== Activity list ==
1 – Reproduce word for word the part of the notes on duplication in software starting at "- There is too" and ending at "programs are necessary.".
2 – Pick up the notes on duplication in software after their last sentence and keep writing them.

- There is too little code reuse in software, particularly at the community level
- Examples of useless duplication (not-dry) include many programming languages, package managers, data-stores, tools
- This community duplication means engineers have to learn different interfaces to nearly identical systems and reduces interoperability of tools
Section 1: Some examples
1. Why is there more than one unix/linux package manager? Do we really need a package manager with the same commands but renamed for every programming languages? Do we really need a distinct package manager for each distro? I can’t think of any case where different programs are necessary.
This leads to a scenario where “learning a language” is more about learning the library than anything else (e.g. “How do timezones work again in PHP?”)

== Dataset extract ==

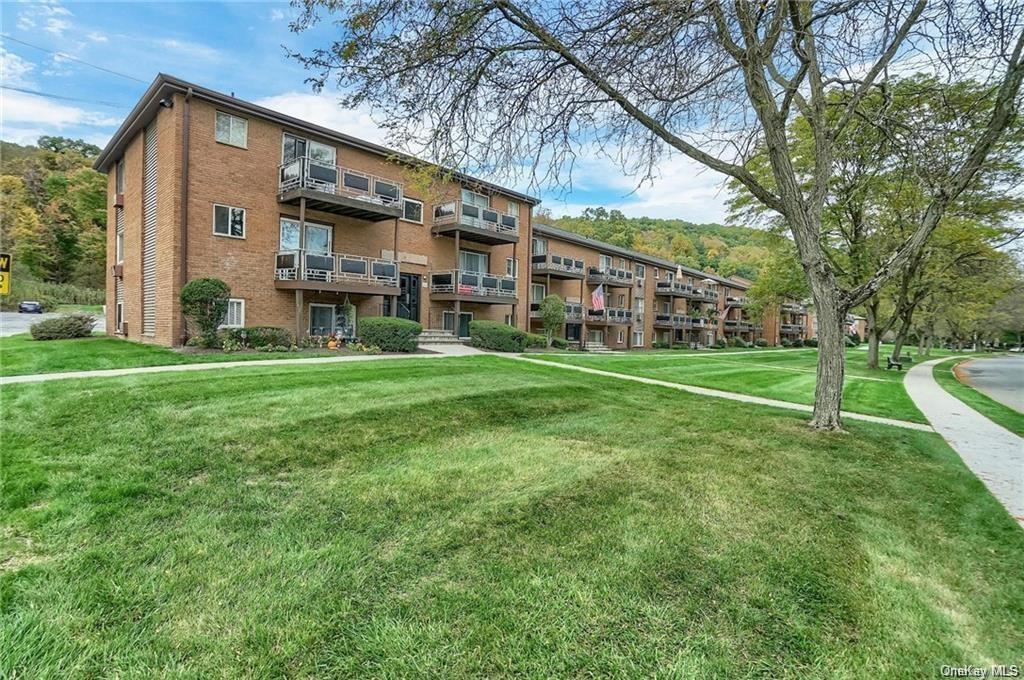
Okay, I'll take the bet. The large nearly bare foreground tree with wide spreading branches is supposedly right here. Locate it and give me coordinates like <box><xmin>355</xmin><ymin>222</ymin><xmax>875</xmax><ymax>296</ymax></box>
<box><xmin>293</xmin><ymin>0</ymin><xmax>1024</xmax><ymax>429</ymax></box>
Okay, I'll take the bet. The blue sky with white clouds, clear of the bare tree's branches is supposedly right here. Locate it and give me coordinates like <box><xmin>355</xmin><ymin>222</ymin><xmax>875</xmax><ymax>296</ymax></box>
<box><xmin>0</xmin><ymin>1</ymin><xmax>737</xmax><ymax>222</ymax></box>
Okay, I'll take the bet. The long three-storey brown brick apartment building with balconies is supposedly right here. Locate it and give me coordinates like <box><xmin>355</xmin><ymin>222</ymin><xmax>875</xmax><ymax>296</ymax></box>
<box><xmin>95</xmin><ymin>75</ymin><xmax>808</xmax><ymax>348</ymax></box>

== Responses to the exercise ==
1 –
- There is too little code reuse in software, particularly at the community level
- Examples of useless duplication (not-dry) include many programming languages, package managers, data-stores, tools
- This community duplication means engineers have to learn different interfaces to nearly identical systems and reduces interoperability of tools
Section 1: Some examples
1. Why is there more than one unix/linux package manager? Do we really need a package manager with the same commands but renamed for every programming languages? Do we really need a distinct package manager for each distro? I can’t think of any case where different programs are necessary.

2 –
3. MongoDB never should have existed. MongoDB should be a storage engine. The concept of a datastore that adapts its schema on-the-fly and drops relations for speed is okay, but there’s no reason the entire database has to be reinvented to allow this. There’s no reason the entire query syntax has to be reinvented. There’s no reason the security policy has to be reinvented and all the DB drivers. There’s no reason all the tools to get visibility (sql pro) and backup the database need to be reinvented. Plus, if it were just a storage engine, migrating tables to InnoDB would be easier.
The same point holds for cassandra (which is basically mysql with sharding built in), elastic search, and even kafka (basically just log part of mysql without columns). For example, a kafka topic could be seen as a table with the columns: offset, value. Remember storage engines can process different variations on SQL to handle any special functionality or performance characteristics as-needed.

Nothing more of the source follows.